──────── Available records ────────
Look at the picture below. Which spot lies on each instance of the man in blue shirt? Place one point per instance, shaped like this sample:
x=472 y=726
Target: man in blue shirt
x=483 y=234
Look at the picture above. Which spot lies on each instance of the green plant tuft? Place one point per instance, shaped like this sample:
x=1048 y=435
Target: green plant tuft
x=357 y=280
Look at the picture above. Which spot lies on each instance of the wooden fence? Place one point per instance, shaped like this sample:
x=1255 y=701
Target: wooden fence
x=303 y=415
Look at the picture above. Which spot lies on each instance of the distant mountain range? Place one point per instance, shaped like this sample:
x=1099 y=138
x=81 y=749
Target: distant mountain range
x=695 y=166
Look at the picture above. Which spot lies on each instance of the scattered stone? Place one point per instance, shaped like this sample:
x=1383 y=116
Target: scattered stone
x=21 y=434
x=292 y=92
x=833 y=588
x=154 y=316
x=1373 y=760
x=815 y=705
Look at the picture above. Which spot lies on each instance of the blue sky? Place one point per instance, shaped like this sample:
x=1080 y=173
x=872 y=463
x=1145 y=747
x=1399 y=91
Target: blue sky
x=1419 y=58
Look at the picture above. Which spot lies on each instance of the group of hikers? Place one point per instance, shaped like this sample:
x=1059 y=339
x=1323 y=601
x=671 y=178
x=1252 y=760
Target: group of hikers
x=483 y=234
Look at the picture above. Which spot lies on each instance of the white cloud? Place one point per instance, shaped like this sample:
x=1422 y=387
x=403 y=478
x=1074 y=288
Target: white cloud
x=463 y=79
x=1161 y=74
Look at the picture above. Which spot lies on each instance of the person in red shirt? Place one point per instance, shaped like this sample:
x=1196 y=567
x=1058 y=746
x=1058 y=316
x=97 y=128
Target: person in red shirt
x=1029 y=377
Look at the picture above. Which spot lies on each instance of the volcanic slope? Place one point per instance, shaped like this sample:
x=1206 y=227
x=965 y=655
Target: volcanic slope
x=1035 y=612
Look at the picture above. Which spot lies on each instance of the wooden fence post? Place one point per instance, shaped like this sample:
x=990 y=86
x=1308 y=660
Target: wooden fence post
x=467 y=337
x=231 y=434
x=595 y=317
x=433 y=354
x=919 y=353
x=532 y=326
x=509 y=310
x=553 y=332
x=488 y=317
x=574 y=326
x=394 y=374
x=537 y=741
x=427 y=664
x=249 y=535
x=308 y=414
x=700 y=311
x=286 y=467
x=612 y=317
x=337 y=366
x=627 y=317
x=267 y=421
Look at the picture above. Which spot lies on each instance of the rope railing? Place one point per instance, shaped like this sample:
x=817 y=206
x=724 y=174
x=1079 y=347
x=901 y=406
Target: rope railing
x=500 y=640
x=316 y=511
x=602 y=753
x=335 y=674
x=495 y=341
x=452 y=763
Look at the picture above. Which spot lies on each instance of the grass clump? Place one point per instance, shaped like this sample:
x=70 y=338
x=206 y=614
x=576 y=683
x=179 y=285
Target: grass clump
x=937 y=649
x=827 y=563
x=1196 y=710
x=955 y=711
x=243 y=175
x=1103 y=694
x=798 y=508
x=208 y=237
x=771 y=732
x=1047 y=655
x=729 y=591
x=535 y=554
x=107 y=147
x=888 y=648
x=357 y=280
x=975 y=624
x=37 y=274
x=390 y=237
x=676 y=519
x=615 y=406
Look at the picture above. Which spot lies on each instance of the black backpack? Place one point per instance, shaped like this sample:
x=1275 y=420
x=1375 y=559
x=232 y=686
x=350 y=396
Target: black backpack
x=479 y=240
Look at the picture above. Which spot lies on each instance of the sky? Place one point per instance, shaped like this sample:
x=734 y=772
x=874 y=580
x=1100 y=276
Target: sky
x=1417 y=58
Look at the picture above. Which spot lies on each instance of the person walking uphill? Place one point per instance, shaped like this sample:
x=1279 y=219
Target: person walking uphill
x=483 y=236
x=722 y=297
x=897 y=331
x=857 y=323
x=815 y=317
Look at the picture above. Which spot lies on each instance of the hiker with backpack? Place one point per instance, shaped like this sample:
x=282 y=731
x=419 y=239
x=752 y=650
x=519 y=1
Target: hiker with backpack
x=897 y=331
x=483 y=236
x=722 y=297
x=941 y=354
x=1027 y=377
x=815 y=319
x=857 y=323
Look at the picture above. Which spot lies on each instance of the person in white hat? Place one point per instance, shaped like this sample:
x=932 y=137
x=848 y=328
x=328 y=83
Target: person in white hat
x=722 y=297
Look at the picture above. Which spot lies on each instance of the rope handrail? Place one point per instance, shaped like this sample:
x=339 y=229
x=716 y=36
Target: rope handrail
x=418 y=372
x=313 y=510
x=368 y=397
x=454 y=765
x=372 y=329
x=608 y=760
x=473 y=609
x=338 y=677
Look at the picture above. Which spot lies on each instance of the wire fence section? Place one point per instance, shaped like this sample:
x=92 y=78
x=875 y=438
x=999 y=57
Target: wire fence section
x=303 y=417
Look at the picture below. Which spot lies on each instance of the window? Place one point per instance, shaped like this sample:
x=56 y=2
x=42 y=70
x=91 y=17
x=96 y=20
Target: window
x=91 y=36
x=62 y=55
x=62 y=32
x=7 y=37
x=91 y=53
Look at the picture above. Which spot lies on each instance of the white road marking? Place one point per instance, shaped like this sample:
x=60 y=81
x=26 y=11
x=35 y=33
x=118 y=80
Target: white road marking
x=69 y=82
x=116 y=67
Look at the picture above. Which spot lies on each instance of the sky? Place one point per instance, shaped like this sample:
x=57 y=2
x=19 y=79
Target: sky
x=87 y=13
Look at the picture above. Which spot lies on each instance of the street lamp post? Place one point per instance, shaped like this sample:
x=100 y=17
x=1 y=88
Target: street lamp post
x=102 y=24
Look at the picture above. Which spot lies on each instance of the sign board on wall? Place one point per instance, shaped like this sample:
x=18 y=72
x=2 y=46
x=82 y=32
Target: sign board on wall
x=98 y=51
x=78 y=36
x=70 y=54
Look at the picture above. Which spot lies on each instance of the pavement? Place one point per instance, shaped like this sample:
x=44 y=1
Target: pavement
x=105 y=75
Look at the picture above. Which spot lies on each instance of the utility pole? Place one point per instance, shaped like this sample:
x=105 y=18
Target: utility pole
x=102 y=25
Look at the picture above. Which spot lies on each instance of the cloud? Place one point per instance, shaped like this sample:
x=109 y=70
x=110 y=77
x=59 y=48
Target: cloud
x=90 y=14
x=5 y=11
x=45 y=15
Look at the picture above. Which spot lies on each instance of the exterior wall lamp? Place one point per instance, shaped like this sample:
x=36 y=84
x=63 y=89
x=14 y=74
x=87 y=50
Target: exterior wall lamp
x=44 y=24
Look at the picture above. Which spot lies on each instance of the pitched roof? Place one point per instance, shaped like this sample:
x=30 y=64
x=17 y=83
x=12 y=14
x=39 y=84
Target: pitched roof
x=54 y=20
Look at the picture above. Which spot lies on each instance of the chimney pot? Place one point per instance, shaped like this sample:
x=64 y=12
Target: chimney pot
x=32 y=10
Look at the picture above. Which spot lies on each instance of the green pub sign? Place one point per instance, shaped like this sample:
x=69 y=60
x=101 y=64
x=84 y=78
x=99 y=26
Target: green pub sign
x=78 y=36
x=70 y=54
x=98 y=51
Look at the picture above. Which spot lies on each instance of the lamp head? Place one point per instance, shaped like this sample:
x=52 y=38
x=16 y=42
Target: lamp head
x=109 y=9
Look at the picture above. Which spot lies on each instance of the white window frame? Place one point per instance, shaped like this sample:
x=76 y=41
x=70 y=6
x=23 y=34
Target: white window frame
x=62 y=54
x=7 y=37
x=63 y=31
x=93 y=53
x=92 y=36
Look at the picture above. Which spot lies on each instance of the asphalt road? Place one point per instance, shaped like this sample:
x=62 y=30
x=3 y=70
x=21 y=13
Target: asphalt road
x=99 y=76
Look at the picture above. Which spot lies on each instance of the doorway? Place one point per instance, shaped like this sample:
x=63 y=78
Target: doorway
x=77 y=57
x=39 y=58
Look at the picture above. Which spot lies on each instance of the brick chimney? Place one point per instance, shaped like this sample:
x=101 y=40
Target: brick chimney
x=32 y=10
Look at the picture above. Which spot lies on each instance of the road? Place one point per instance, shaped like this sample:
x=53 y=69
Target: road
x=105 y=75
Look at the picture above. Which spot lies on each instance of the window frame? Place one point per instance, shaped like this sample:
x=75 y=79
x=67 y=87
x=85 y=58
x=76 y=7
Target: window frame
────────
▸ Problem requirements:
Scan the lines above for "below", then copy every one that has it.

▸ Response area:
Look at the picture below. Which spot lies on each instance of the man in blue shirt? Place one point per instance, shaped like this sample:
Look at the picture below. Which spot lies on each instance of the window? Place one point per instance, shaped like this sample:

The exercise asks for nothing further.